* _What the exercise asks_
Reproduce every one of the records below word for word, leaving out the pictures.

* _Working data_
####################

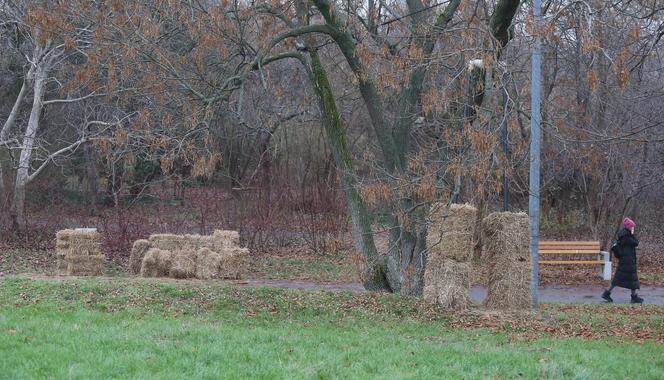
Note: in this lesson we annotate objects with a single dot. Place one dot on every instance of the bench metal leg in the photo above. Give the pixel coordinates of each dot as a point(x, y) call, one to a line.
point(606, 267)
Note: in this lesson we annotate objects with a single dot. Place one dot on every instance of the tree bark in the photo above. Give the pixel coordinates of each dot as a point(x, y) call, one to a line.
point(374, 274)
point(22, 173)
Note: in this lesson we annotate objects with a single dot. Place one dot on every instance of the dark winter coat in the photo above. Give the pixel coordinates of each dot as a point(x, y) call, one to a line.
point(626, 276)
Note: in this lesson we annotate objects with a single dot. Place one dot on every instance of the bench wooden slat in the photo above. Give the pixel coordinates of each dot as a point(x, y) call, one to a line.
point(544, 246)
point(550, 242)
point(568, 251)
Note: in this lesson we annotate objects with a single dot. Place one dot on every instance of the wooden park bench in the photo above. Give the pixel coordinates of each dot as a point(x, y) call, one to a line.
point(584, 248)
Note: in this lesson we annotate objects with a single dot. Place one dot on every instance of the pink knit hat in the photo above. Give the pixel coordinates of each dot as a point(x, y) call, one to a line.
point(628, 223)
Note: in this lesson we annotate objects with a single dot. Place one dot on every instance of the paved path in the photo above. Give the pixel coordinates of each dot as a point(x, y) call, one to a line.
point(548, 293)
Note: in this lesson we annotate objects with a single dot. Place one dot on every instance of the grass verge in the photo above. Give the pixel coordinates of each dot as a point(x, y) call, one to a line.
point(126, 328)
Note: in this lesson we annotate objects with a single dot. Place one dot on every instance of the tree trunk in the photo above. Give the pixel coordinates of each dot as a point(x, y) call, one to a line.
point(22, 173)
point(374, 273)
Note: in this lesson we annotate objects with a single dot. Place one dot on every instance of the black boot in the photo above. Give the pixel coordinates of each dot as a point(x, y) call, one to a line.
point(607, 296)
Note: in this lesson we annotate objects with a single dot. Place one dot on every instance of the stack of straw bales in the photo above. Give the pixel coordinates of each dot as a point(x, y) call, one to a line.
point(449, 251)
point(78, 253)
point(506, 238)
point(190, 256)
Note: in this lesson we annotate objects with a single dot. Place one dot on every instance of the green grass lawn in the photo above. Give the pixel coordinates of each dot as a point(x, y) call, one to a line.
point(128, 328)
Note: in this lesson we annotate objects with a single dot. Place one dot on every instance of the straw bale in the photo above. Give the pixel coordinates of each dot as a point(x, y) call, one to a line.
point(506, 232)
point(183, 264)
point(506, 238)
point(85, 265)
point(207, 264)
point(447, 283)
point(138, 251)
point(60, 263)
point(156, 263)
point(84, 245)
point(457, 246)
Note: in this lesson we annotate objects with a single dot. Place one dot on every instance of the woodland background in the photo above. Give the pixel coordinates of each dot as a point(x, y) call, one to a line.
point(325, 127)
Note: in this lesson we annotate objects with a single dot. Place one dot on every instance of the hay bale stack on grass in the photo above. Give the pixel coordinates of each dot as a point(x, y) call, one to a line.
point(185, 256)
point(506, 238)
point(138, 251)
point(446, 282)
point(78, 253)
point(450, 232)
point(61, 250)
point(449, 251)
point(183, 264)
point(156, 263)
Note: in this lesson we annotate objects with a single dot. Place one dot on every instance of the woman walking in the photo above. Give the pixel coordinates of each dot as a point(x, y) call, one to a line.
point(626, 275)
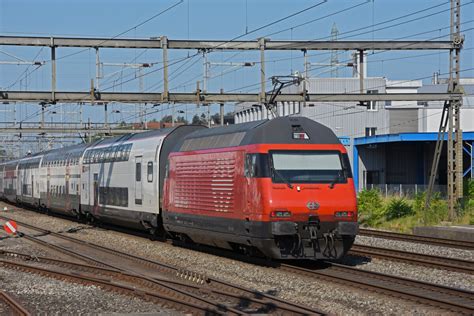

####################

* _Solution to the problem_
Note: in this lesson we annotate objects with a single dot. Place one dot on every instance of the bench metal leg in the photo above. Give the pixel coordinates of each dot as a point(x, y) call, one to a line.
point(606, 267)
Note: in this lesson we annotate objects with a single dot. Place one dot on every instance of the tree bark in the photo above. Give the pixel coordinates of each dot as a point(x, y) call, one to a line.
point(374, 274)
point(22, 173)
Note: in this lesson we annotate objects with a single dot. Place one dot on every instance of the dark winter coat in the photo above. Give the pixel coordinates of each dot as a point(x, y) call, one to a line.
point(626, 276)
Note: in this lesson we annotate objects with a single dot. Place one dot on every instance of the bench wooden slat in the photo above. Give the pixel coordinates of each dot as a point(x, y) call, one to a line.
point(544, 246)
point(550, 242)
point(568, 251)
Note: in this lesson we annotate objects with a single dot. Place one dot on every instance of the wooden park bench in the photo above. Give the pixel coordinates of each dot as a point(x, y) call, one to a line.
point(584, 248)
Note: in this lesson we annotate objects with a single dot. Place one dot on every instance of the pink knit hat in the photo above. Give the pixel coordinates of each dot as a point(x, y) call, one to a line.
point(628, 223)
Note: in this lesson we annotate objects with a single dot. Place one dot on every instance of the paved path in the photo above. Give the pixel coordinates of each dot as a point(x, y) call, one to a line.
point(548, 293)
Note: in this lesson we annotate objects with a single dot. Place one dot on every instance of the grass verge in the photo above. Give the pixel coordinates of each dot as a point(x, y) call, one to a line.
point(126, 328)
Note: in this lesson we annotate objects with a single dot. Place one dot on every instance of the tree trunk in the photo above. Give the pixel coordinates of each dot as a point(x, y) call, one to a line.
point(22, 173)
point(374, 273)
Note: in this lesson we annotate objects with a single dot. Place one dot on every instance of the black boot in the photo above. Give the pixel coordinates of each dot as a point(x, y) call, one to a line.
point(607, 296)
Note: in this lesson we annotate objects with a single dot. Place one dot on every instance of the stack of straw bales in the photo above. Give the pixel coordinates of each dot as a point(x, y) call, one to a line.
point(449, 251)
point(78, 253)
point(506, 238)
point(190, 256)
Note: in this lesson we annotate objects with a single dot. Place one dot on every instance of the green grass lawn in the photo above. Give the pixel coordinates of each dot as a point(x, y) call, one to a line.
point(128, 328)
Note: in this lesson we annotate objects with a single dot. Place one dot on every instance of the straw bale in the photo above. Give the pixel coordinates of each dot as a point(x, y) call, one to a line.
point(506, 232)
point(183, 264)
point(506, 238)
point(85, 265)
point(207, 264)
point(447, 283)
point(138, 251)
point(60, 263)
point(156, 263)
point(84, 245)
point(457, 246)
Note: in this lesson we annotate objects with a single dot. Place one dot on every instance of the woodland background in the photo above. Give the pixel coordinates of each dot as a point(x, y) call, one to a line.
point(325, 127)
Note: in this lesson we annotate objects with a single dot. Place one dot on every instance of the hay bale stack on grass in the photo above. Give the pixel coordinates of each dot as a point(x, y) call, one to a line.
point(185, 256)
point(506, 238)
point(138, 251)
point(446, 282)
point(78, 253)
point(450, 232)
point(61, 250)
point(449, 251)
point(183, 264)
point(156, 263)
Note: in this lesson we annotate objects with a single dot. Place one dot on every instance of the woman walking in the photo above. Give the pixel coordinates of each dot as a point(x, y) call, one to a line.
point(626, 275)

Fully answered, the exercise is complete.